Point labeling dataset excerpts
##########

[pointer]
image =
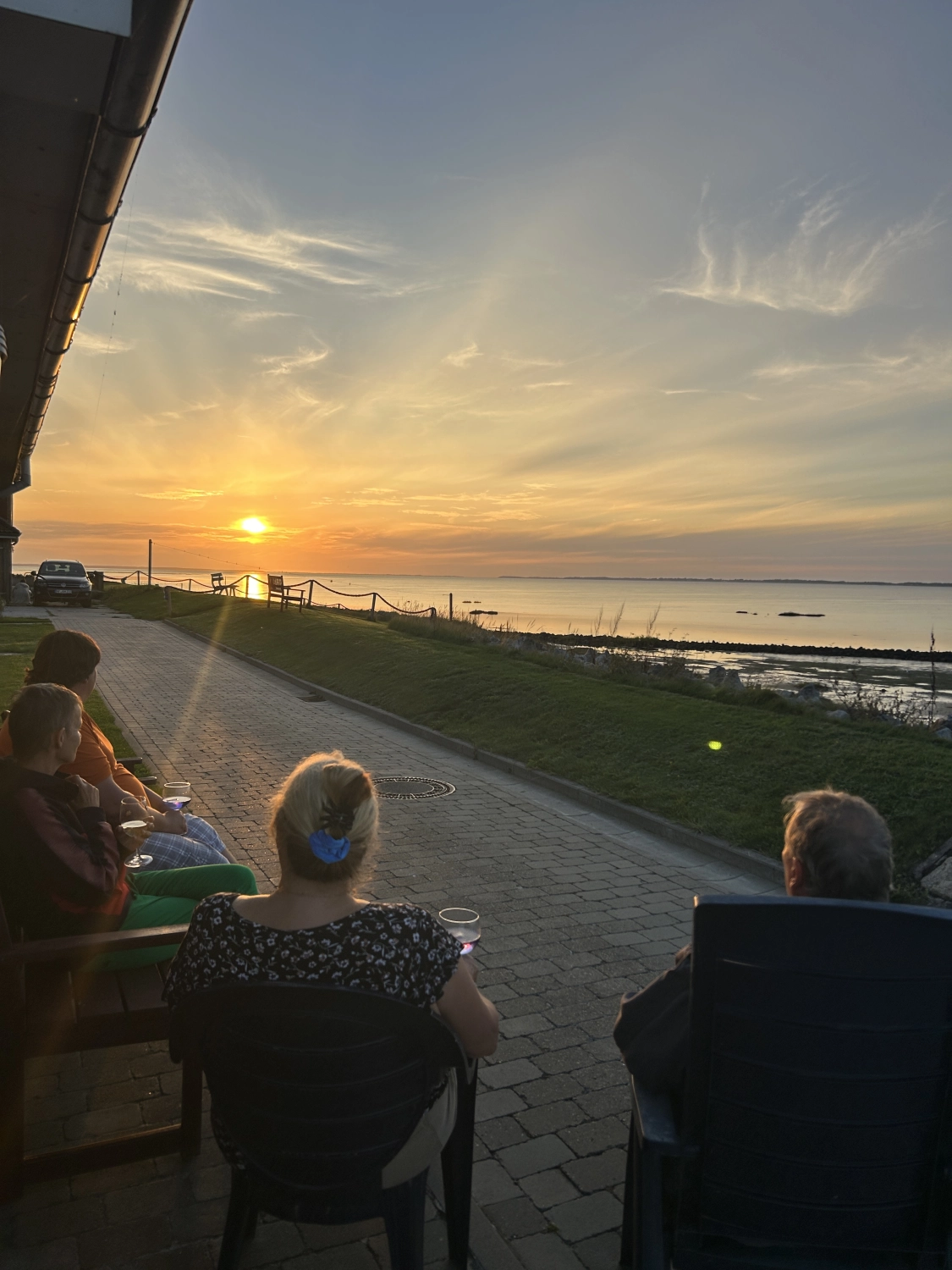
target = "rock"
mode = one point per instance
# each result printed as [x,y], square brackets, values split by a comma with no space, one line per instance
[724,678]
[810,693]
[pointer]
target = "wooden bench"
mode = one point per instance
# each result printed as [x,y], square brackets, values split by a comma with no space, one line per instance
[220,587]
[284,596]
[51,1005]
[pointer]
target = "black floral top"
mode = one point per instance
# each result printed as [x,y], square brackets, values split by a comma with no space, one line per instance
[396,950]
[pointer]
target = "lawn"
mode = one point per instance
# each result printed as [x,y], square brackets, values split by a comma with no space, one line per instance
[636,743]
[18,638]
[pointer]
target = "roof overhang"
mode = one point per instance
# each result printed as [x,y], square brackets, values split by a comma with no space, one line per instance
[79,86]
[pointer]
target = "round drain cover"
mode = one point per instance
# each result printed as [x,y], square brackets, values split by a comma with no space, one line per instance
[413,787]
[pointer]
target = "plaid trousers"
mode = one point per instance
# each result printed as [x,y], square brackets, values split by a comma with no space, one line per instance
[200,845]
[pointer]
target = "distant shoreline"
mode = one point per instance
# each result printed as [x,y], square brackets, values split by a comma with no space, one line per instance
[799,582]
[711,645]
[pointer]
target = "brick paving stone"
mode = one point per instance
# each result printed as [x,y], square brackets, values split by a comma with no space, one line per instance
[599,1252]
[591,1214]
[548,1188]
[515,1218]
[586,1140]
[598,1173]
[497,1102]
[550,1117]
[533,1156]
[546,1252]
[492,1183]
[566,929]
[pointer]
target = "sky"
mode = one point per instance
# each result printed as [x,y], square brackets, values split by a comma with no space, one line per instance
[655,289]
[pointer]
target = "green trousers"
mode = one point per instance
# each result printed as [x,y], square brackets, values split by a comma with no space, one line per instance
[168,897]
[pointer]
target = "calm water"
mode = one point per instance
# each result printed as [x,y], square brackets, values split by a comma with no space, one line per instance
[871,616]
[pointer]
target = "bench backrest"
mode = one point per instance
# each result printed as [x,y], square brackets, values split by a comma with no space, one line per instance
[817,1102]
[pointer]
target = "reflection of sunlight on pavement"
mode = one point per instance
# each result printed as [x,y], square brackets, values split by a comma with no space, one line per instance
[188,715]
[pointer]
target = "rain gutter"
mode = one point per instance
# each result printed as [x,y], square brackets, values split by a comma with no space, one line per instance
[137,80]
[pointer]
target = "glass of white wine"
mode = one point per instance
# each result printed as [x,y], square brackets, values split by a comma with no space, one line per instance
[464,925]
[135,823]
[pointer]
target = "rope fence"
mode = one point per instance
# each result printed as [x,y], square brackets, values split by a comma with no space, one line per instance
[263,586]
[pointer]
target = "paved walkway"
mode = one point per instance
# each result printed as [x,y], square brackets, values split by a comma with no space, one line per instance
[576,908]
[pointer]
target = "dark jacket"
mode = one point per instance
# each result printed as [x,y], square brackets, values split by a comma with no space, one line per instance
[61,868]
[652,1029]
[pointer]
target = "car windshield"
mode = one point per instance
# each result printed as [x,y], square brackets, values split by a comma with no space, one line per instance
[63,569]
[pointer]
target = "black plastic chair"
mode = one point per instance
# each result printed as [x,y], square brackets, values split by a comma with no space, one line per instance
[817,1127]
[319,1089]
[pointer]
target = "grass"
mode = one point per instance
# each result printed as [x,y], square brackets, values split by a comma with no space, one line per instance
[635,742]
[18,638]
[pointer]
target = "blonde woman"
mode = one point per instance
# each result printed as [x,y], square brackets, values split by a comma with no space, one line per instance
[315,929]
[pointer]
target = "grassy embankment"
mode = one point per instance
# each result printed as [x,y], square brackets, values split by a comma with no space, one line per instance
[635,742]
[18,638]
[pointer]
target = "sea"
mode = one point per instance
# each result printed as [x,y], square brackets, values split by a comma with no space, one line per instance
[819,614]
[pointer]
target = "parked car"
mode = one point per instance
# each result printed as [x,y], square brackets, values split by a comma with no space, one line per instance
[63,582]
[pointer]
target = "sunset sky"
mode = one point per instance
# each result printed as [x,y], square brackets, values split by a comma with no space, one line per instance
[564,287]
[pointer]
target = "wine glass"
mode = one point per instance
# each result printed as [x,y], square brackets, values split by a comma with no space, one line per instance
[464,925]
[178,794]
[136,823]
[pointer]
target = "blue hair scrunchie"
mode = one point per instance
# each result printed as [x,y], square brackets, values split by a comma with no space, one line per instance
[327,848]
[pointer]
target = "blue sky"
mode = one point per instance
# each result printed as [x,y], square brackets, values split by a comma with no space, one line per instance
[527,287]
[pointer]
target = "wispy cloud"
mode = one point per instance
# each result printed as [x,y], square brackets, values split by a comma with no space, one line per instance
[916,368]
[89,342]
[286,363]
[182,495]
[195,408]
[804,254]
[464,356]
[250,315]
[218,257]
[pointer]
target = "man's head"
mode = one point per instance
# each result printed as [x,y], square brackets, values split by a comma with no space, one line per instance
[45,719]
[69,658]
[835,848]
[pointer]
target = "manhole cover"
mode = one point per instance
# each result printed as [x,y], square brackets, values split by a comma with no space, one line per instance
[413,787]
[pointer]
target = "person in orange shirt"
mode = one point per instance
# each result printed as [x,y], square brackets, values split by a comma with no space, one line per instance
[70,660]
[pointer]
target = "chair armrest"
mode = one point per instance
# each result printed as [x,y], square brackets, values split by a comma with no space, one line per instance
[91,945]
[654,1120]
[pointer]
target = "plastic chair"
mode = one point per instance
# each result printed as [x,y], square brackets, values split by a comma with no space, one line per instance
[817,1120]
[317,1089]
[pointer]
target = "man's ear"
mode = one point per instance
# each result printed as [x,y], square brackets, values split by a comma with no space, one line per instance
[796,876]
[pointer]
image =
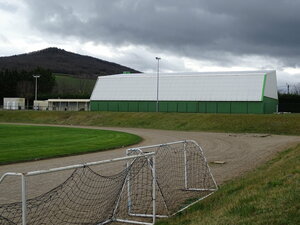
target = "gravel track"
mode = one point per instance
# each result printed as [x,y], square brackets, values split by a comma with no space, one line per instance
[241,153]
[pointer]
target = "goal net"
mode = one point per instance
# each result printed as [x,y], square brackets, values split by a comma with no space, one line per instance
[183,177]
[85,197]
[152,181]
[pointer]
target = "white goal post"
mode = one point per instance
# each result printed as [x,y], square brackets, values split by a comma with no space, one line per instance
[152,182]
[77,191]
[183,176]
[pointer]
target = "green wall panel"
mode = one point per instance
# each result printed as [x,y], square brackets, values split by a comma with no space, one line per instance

##########

* Goal:
Copy all the data exactly as written, but skip any picture.

* Exercise output:
[pointer]
image =
target = "rock"
mode = one point per instance
# each result printed as [x,y], square brackets, values split by a comma with no space, one line per instance
[724,678]
[810,693]
[pointer]
target = "wooden bench"
mode = one point per instance
# each result printed as [x,y], square brackets, values split by a comma with no space, one line per instance
[220,587]
[284,596]
[51,1005]
[pointer]
target = "black floral top"
mode = one point per instance
# each result printed as [x,y], square brackets, values split by a comma with no space, one line per instance
[396,950]
[pointer]
target = "lawn"
mode = one point per instance
# each result printed as [x,y], square brackets, values split by a comma with no space, one line per instance
[636,743]
[18,638]
[pointer]
target = "roof overhang"
mode = one point per instance
# each result printed as [x,y], square brackets, values split by a comma with no space, one line per instance
[79,86]
[pointer]
target = "round drain cover"
mode = one point per instance
# each result printed as [x,y], square brackets, values split by a comma with no space, one line per instance
[413,787]
[pointer]
target = "plaid trousers"
mode = one point per instance
# each result printed as [x,y], square brackets, values split by a comma with no space, one line per instance
[200,845]
[pointer]
target = "distant shoreline"
mode = one point per instance
# each result printed as [x,y], square brackets, values split by a comma with no space, one line per instance
[799,582]
[711,645]
[pointer]
target = "brick paving stone"
mode = one point per instance
# each result printed as [x,y], square brackets, values split by a comma with no space, one line per instance
[599,1252]
[591,1214]
[548,1188]
[515,1218]
[586,1140]
[598,1173]
[497,1102]
[550,1117]
[533,1156]
[546,1252]
[492,1183]
[566,929]
[pointer]
target = "sky"
mode = one point per instance
# each result printed as [x,y], square brackets, values split by a comma with no space, one line per instance
[655,289]
[pointer]
target = "green trousers"
mode = one point per instance
# each result printed as [x,y], square brackets, values split by a comma with no space, one line per instance
[168,897]
[pointer]
target = "calm water"
mode = one point per instance
# each result printed as [x,y], square brackets, values split by a comma with no space, one line per instance
[871,616]
[pointer]
target = "bench backrest"
mode = one point per instance
# each result printed as [x,y], square brackets, values split by a comma with no space, one line per instance
[817,1102]
[pointer]
target = "reflection of sunlight on pavement"
mode = one point per instance
# each result printed as [x,y], square brackets, values split by a comma with no space, one line per instance
[188,715]
[pointer]
target = "rain gutter"
mode = one point per instance
# each result printed as [x,y], square brackets, values split by a comma with no space, one line per instance
[137,80]
[pointer]
target = "glass of white wine"
mode = one point per instance
# each result printed as [x,y], square brackets, values split by a comma with no space, one line per instance
[464,925]
[135,823]
[pointer]
target = "rope fence"
mode = one point per instance
# each result printed as [x,y], square brackets, values split by a comma with no space, one line per instance
[263,586]
[pointer]
target = "paved walkway"
mode = one point per instance
# each result printed as [x,y], square brackets, values split by a comma with no space, one line per instance
[576,908]
[pointer]
target = "dark jacket"
mode = one point per instance
# each result printed as [x,y], square brackets, values split by a comma with no space, one line per instance
[61,868]
[652,1029]
[pointer]
target = "car windshield"
mode = one point per instance
# each result printed as [x,y], square brackets, values split by a comma with no space, one line per instance
[63,569]
[pointer]
target = "black plastic chair"
mode = one point per instance
# each result printed as [x,y], square brackets, values split by a comma with no space, one line per instance
[817,1127]
[319,1089]
[pointer]
target = "grass"
mode = one point per instance
# each result printed as [x,y], square brackets, values split by a comma with no space, one line per instance
[635,742]
[18,638]
[pointer]
target = "blonde woman"
mode = one point per instance
# each result printed as [x,y], square brackets, values split by a comma with no space, one line per instance
[315,929]
[pointer]
target = "grassy embankment"
mode = one point per instance
# each result printed as [x,y], square brackets, values split by a comma with no space, one line per instance
[635,742]
[18,638]
[pointer]
target = "sea"
mode = one point per instance
# each result printed as [x,y], square brackets, values split by a comma with no space, one line per instance
[819,614]
[pointer]
target = "parked car"
mode = one point per instance
# each result printed as [x,y], square brackets, values split by a comma with no space, one line per instance
[63,582]
[pointer]
target = "sunset sky"
mode = one point per instance
# each result printed as [x,y], square brackets, values split by a comma with no space, one line per instance
[564,287]
[pointer]
target = "wine glass"
mode = one point per instance
# each result printed as [x,y], square brackets, values split by a comma with no space, one line per instance
[464,925]
[178,794]
[136,823]
[pointer]
target = "blue hair scrunchie"
mode = one point per instance
# each result printed as [x,y], square brackets, values split by a comma with no space, one line per instance
[327,848]
[pointer]
target = "blue sky"
mode = one point per instance
# each result printed as [x,y], square brackets, values split by a comma with no space, one line per instance
[527,287]
[pointer]
target = "wispy cloud"
mode = one point per instance
# each result printed as [x,y], square brackets, values split by a comma with no space, one line per instance
[916,368]
[89,342]
[286,363]
[182,495]
[195,408]
[804,254]
[464,356]
[250,315]
[218,257]
[pointer]
target = "man's head"
mode = one point per instance
# each result printed as [x,y], square brackets, values split by a comma with no space, one line per instance
[45,719]
[69,658]
[835,848]
[pointer]
target = "manhole cover"
mode = one point per instance
# each result printed as [x,y], square brackets, values split by a comma with no space, one line per instance
[413,787]
[pointer]
target = "person in orange shirt"
mode = one point per instance
# each result printed as [x,y], square brackets, values split by a comma with no space, one line per instance
[70,660]
[pointer]
target = "chair armrest"
mode = one point per instance
# each result printed as [x,y], square brackets, values split by a comma with no space, one line per instance
[91,945]
[654,1120]
[pointer]
target = "plastic chair"
mode = one point per instance
# each result printed as [x,y], square brackets, values split by a comma with no space, one line per instance
[817,1120]
[317,1089]
[pointer]
target = "man's ear"
mode = one point per instance
# each result printed as [x,y], square brackets, values split by a comma with no space, one line per instance
[796,876]
[pointer]
image =
target = "gravel track"
mode = one point per instance
# each result printed as [x,y], square brackets, values split by a comma with no space, one line per instance
[241,153]
[pointer]
target = "goal net"
mode = one point per instance
# each result printed as [x,y], square brackets, values split by a comma with no space, one line per instance
[183,177]
[85,197]
[152,181]
[pointer]
target = "white goal post"
mode = one point per instance
# each result printed as [x,y], square brackets, values split by a comma with no space, one line per instance
[152,182]
[77,191]
[183,176]
[pointer]
target = "green wall panel"
mode = one point per instance
# each result printed as [x,y], square brackets, values split by a comma with no space, one line per instance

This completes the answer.